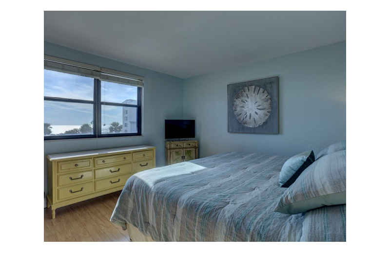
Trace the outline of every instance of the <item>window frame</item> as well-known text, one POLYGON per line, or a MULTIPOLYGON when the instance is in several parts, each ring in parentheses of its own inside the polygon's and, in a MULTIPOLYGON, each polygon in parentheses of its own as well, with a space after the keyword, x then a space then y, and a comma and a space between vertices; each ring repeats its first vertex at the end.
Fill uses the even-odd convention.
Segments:
MULTIPOLYGON (((52 70, 52 71, 56 71, 52 70)), ((112 82, 115 83, 115 82, 112 82)), ((122 85, 128 85, 119 84, 122 85)), ((58 98, 43 96, 43 101, 57 101, 66 103, 77 103, 89 104, 93 105, 93 133, 90 134, 73 134, 63 135, 44 135, 44 141, 70 140, 77 139, 85 139, 93 138, 109 138, 118 137, 139 136, 142 135, 141 131, 141 105, 142 97, 142 88, 134 86, 137 88, 137 104, 130 105, 118 103, 107 102, 101 101, 101 81, 97 78, 94 78, 94 101, 84 100, 71 98, 58 98), (106 106, 119 106, 122 107, 136 108, 137 109, 137 132, 136 133, 101 133, 101 107, 103 104, 106 106)), ((122 126, 123 122, 122 123, 122 126)), ((122 126, 123 127, 123 126, 122 126)))

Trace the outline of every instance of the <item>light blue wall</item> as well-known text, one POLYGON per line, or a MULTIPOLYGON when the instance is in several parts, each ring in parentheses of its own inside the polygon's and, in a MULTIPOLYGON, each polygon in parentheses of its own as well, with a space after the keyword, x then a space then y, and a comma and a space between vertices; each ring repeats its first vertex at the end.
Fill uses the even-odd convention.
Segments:
MULTIPOLYGON (((142 136, 43 142, 47 154, 145 145, 157 147, 157 166, 165 165, 164 124, 183 117, 183 79, 43 41, 45 54, 122 71, 145 77, 142 136)), ((44 190, 47 192, 47 168, 44 157, 44 190)))
POLYGON ((347 138, 346 41, 184 80, 184 118, 201 157, 243 151, 289 156, 347 138), (279 134, 231 133, 227 85, 279 76, 279 134))

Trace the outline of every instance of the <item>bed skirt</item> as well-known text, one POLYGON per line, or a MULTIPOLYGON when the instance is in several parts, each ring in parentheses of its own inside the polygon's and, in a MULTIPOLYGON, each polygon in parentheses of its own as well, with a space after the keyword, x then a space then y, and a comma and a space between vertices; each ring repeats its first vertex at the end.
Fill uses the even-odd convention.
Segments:
POLYGON ((130 223, 126 223, 127 228, 127 233, 132 242, 154 242, 149 235, 145 235, 139 232, 137 228, 130 223))

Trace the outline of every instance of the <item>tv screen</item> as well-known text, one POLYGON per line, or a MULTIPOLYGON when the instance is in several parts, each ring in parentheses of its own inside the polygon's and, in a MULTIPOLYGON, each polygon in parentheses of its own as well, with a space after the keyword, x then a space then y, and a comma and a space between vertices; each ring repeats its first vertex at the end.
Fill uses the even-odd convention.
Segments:
POLYGON ((194 120, 165 120, 165 139, 195 138, 194 120))

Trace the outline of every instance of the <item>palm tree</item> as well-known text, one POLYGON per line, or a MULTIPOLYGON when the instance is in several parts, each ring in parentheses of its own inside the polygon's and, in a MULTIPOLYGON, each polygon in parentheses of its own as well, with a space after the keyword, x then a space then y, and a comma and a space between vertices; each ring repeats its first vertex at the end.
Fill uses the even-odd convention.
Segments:
POLYGON ((53 127, 51 124, 43 123, 43 135, 50 135, 52 133, 53 127))
POLYGON ((85 123, 80 126, 80 131, 81 133, 92 133, 92 127, 91 127, 89 124, 85 123))
POLYGON ((109 129, 110 133, 121 133, 122 125, 119 125, 119 122, 113 122, 109 129))

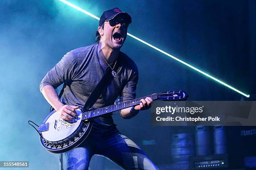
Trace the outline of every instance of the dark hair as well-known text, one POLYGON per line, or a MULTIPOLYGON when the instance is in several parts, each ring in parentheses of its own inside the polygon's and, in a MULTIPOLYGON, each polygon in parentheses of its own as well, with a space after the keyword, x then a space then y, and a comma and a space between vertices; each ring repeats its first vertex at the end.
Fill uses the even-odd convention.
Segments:
MULTIPOLYGON (((104 23, 103 23, 101 28, 102 28, 102 30, 104 29, 104 23)), ((96 38, 95 39, 95 41, 97 42, 98 44, 99 43, 100 43, 100 33, 99 32, 99 31, 98 31, 97 30, 97 31, 96 32, 96 33, 95 34, 95 36, 96 37, 96 38)))

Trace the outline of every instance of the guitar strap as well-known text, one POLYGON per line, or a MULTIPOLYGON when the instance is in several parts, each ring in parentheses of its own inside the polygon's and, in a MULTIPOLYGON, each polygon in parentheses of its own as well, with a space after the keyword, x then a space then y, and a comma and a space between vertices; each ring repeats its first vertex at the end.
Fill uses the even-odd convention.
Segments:
MULTIPOLYGON (((114 68, 113 69, 117 73, 118 72, 118 70, 119 68, 121 60, 120 58, 120 57, 118 57, 115 68, 114 68)), ((112 67, 113 67, 113 65, 114 64, 114 62, 113 62, 111 66, 112 67)), ((100 95, 100 94, 102 93, 104 89, 110 83, 113 78, 114 78, 112 74, 112 70, 110 68, 110 67, 107 68, 104 75, 100 80, 97 85, 93 89, 91 94, 88 98, 87 100, 86 100, 82 110, 83 112, 87 111, 92 106, 100 95)))
MULTIPOLYGON (((114 68, 114 70, 116 72, 118 72, 118 70, 119 68, 119 67, 120 65, 121 60, 119 58, 120 57, 118 57, 117 60, 116 61, 116 67, 114 68)), ((114 64, 114 62, 111 67, 113 66, 113 65, 114 64)), ((108 67, 107 68, 107 70, 105 72, 105 73, 103 75, 103 77, 100 80, 100 82, 98 83, 96 86, 94 88, 94 89, 92 90, 91 93, 90 95, 88 98, 88 99, 86 100, 84 105, 83 107, 82 111, 83 112, 86 112, 89 110, 89 109, 92 106, 92 105, 95 103, 96 101, 97 100, 100 94, 102 93, 104 89, 110 83, 110 82, 114 78, 113 75, 112 75, 112 70, 110 68, 110 67, 108 67)), ((61 97, 63 94, 64 92, 64 88, 66 86, 66 83, 64 83, 62 89, 61 90, 59 94, 59 98, 61 98, 61 97)), ((50 109, 50 112, 51 112, 54 110, 54 108, 51 106, 50 109)))

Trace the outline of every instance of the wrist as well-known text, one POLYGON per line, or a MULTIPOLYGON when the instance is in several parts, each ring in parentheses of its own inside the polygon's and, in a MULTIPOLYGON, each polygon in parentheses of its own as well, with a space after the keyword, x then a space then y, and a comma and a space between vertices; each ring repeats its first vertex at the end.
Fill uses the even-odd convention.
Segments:
POLYGON ((133 113, 133 113, 137 114, 138 113, 139 111, 139 110, 135 110, 135 109, 134 108, 134 106, 133 106, 131 108, 131 110, 130 111, 130 112, 131 113, 133 113))

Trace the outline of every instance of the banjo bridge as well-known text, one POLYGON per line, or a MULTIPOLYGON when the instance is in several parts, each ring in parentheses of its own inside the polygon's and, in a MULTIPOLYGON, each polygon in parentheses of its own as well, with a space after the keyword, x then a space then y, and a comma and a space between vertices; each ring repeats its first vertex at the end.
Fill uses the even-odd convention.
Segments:
POLYGON ((49 130, 49 123, 45 123, 39 126, 37 130, 39 132, 44 132, 49 130))

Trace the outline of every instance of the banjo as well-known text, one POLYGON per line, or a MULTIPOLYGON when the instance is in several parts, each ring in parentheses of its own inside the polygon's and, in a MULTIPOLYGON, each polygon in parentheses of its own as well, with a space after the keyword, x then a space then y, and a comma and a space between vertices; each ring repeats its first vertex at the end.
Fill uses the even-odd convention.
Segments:
POLYGON ((90 120, 97 116, 136 106, 147 97, 153 100, 185 100, 188 95, 184 91, 168 91, 154 93, 127 102, 100 109, 82 112, 76 110, 77 117, 74 120, 66 120, 54 110, 45 118, 37 129, 40 135, 41 144, 48 151, 55 153, 67 152, 77 147, 89 135, 92 125, 90 120))

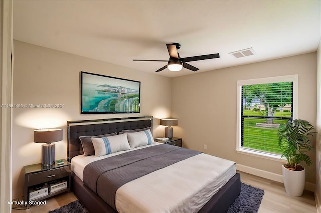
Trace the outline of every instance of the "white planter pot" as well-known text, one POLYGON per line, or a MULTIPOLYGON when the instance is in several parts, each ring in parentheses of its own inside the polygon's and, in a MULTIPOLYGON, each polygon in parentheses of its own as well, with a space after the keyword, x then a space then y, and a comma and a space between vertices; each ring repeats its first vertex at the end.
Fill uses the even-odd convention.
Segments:
POLYGON ((284 165, 282 168, 286 193, 293 196, 302 196, 305 186, 305 168, 299 172, 292 171, 285 168, 284 165))

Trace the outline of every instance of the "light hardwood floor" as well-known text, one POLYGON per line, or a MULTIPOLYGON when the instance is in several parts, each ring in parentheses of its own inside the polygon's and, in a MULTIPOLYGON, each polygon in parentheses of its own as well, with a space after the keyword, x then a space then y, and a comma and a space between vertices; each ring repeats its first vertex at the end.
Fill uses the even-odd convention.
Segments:
MULTIPOLYGON (((238 172, 241 181, 248 185, 264 190, 264 196, 258 213, 316 213, 314 194, 305 191, 300 198, 295 198, 285 192, 283 184, 267 179, 238 172)), ((13 210, 13 213, 48 212, 77 200, 73 193, 64 194, 48 199, 46 206, 32 206, 27 210, 13 210)))

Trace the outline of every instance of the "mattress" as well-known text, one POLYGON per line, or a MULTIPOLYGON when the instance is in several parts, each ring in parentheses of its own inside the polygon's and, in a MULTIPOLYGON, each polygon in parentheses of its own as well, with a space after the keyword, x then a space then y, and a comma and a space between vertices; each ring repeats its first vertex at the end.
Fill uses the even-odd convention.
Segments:
MULTIPOLYGON (((150 146, 165 145, 133 150, 150 146)), ((72 160, 72 170, 82 180, 88 164, 132 150, 100 158, 79 156, 72 160)), ((116 208, 119 212, 197 212, 235 174, 234 162, 202 154, 123 186, 116 194, 116 208)))

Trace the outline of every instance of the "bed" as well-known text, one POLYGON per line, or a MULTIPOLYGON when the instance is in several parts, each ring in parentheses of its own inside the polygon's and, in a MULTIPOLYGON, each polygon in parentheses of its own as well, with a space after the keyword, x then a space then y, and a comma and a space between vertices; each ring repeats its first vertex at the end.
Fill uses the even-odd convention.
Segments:
MULTIPOLYGON (((240 192, 240 175, 234 162, 153 140, 146 146, 130 146, 99 158, 84 156, 79 137, 116 132, 118 136, 107 137, 112 144, 114 138, 123 138, 119 132, 129 132, 123 134, 129 138, 141 135, 141 132, 131 133, 137 130, 152 132, 152 117, 67 122, 72 188, 80 202, 90 212, 225 212, 240 192), (127 158, 129 163, 125 162, 127 158), (119 164, 117 170, 114 167, 119 164), (217 168, 211 168, 213 164, 217 168), (108 165, 104 166, 105 173, 102 165, 108 165), (127 166, 128 170, 123 172, 127 166), (108 166, 111 168, 105 168, 108 166), (95 172, 96 168, 99 172, 95 172), (113 176, 115 183, 104 180, 113 176), (114 188, 114 186, 118 186, 114 188)), ((94 139, 93 143, 97 146, 101 140, 94 139)))

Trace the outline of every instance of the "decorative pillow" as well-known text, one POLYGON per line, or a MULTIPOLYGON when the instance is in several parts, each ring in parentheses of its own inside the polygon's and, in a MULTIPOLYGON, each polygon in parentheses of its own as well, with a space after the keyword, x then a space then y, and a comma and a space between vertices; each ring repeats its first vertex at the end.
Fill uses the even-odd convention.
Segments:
^^^^^^^^^^^^^^^^
▸ DETALLES DEL PROBLEMA:
Convierte en una lista numerada las líneas que van desde la que contiene "Trace the outline of every instance of the banjo as" hasta la que contiene "POLYGON ((90 120, 97", ambas incluidas, y omite las líneas en blanco.

▸ RESPUESTA COMPLETA:
1. Trace the outline of every instance of the banjo as well-known text, one POLYGON per line, or a MULTIPOLYGON when the instance is in several parts, each ring in parentheses of its own inside the polygon's and, in a MULTIPOLYGON, each polygon in parentheses of its own as well, with a space after the keyword, x then a space then y, and a comma and a space between vertices; each ring repeats its first vertex at the end.
2. Fill uses the even-odd convention.
3. Segments:
4. POLYGON ((90 120, 97 116, 136 106, 147 97, 153 100, 185 100, 188 95, 184 91, 168 91, 154 93, 127 102, 100 109, 82 112, 76 110, 77 117, 74 120, 66 120, 54 110, 45 118, 37 129, 40 135, 41 144, 48 151, 55 153, 67 152, 77 147, 89 135, 92 125, 90 120))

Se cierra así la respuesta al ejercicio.